**Passage shown:**
════════════════════

Post the testbed, please.

hutch--


Intel(R) Core(TM) i7-5820K CPU @ 3.30GHz

Timings for ArrayIndex():
12 ms for 500000 searches with 0 mismatches, table elements=100
12 ms for 500000 searches with 0 mismatches, table elements=200
12 ms for 500000 searches with 0 mismatches, table elements=400
15 ms for 500000 searches with 0 mismatches, table elements=800
14 ms for 499200 searches with 0 mismatches, table elements=1600
14 ms for 499200 searches with 0 mismatches, table elements=3200
14 ms for 499200 searches with 0 mismatches, table elements=6400
13 ms for 499200 searches with 0 mismatches, table elements=12800

Timings for repne scasd:
24 ms for 500000 searches with 0 mismatches, table elements=100
39 ms for 500000 searches with 0 mismatches, table elements=200
69 ms for 500000 searches with 0 mismatches, table elements=400
125 ms for 500000 searches with 0 mismatches, table elements=800
241 ms for 499200 searches with 0 mismatches, table elements=1600
491 ms for 499200 searches with 0 mismatches, table elements=3200
957 ms for 499200 searches with 0 mismatches, table elements=6400
1868 ms for 499200 searches with 0 mismatches, table elements=12800
--- hit any key ---

aw27

When matrix sizes increase and times may even decrease there is something that does not sound well. Not to talk about the scale of the differences. There are no fat chicken for little money, says a Portuguese proverb.
I did not have a look at what you have done because it is hard for me to dig inside Masm Basic but I will if you don't clarify the miracle.

jj2007

Quote from: AW on February 06, 2019, 11:45:21 PM
When matrix sizes increase and times may even decrease there is something that does not sound well. Not to talk about the scale of the differences. There are no fat chicken for little money, says a Portuguese proverb.

There is no such thing as a free lunch, says the economist. But the timings for the binary search version are pretty stable, not decreasing. Still, I am also skeptical, in fact I had the same suspicion. But the results are correct, except for the high indices (and I am working on that one if I find the time).

guga

AW

the algorithm behaves similar to this technique:

https://academy.realm.io/posts/how-we-beat-cpp-stl-binary-search

I´m testing it here intensively with image processing and it works as expected, except for the last 1 or 2 values on the array (For odd and even sized table). I ported it to the routines i´m using for CieLCH convertion as:

For Dword.

════════════════════

**Data:**
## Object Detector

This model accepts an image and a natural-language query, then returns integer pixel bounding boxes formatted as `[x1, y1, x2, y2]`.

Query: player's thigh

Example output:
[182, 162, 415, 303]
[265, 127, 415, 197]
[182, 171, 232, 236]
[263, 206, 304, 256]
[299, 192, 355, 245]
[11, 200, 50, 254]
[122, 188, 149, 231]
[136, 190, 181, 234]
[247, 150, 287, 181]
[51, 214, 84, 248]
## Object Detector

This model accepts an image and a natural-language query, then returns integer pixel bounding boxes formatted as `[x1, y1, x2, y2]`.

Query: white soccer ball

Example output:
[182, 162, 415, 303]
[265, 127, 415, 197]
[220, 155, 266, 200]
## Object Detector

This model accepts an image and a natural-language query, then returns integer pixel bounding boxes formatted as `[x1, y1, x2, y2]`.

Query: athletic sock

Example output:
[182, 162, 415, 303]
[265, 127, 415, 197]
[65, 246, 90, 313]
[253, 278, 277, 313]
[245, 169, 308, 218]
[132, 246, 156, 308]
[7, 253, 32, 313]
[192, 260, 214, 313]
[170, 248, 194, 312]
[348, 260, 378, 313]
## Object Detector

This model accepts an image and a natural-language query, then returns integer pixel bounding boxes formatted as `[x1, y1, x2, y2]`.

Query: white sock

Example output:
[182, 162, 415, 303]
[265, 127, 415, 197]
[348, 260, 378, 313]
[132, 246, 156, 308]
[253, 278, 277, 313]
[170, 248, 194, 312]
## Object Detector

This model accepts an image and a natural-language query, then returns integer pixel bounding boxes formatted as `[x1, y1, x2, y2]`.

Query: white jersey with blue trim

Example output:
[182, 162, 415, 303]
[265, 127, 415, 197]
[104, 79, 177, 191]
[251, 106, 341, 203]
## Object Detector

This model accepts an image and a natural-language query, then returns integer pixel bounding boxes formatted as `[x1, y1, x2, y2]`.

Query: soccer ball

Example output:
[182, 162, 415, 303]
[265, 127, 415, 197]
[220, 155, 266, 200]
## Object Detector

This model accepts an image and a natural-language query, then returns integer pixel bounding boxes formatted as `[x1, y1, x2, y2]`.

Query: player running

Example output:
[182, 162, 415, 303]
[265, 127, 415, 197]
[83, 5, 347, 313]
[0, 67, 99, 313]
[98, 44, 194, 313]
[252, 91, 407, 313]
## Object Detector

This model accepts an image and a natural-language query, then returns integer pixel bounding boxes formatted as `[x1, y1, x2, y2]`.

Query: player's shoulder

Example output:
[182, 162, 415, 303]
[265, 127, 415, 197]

════════════════════

**Problems to solve:**
A: Answer these from the forum thread on search timings:
(i) Which processor are the timings run on?
(ii) How many ms does repne scasd take with 12800 table elements?
(iii) For which values does the ported algorithm fail to work as expected in image processing?
B: Write the next part of the forum thread on search timings, picking up after its final line.

**Answers for the tasks:**
A:
(i) Intel(R) Core(TM) i7-5820K CPU @ 3.30GHz
(ii) 1868 ms
(iii) The last 1 or 2 values on the array, for both odd and even sized tables.

B:
Proc BinSearch:
    Arguments @pTable, @Value, @Size
    Uses esi, ecx, edx

    mov edx D@Value
    mov esi D@pTable
    push esi
    mov ecx D@Size

@StartLoop:
    sar ecx 1
    lea eax D$esi+ecx*4 | je @EndSearch
    cmp edx D$eax  | jl @StartLoop
    mov esi eax | jne @StartLoop

@EndSearch:
    pop ecx
    cmp edx D$eax
    setne dl
    sub eax ecx
    sar eax 2

    .Test_If dl dl ; <---- test dl dl | jz L1> (L1 is the macro at ".Test_End")
        If eax >s D@Size ; < cmp eax Size | jng L2>; (L2 = EndIf macro)
            mov ecx D@Size
            mov eax D$esi+ecx*4

        End_If
    .Test_End

EndP


For Real8 it also works, but i´m using his previous version that don´t have that minor problem of the last elements on the array. (Btw...his previous version also works and is amazingly fast)
Coding in Assembly requires a mix of:
80% of brain, passion, intuition, creativity
10% of programming skills
10% of alcoholic levels in your blood.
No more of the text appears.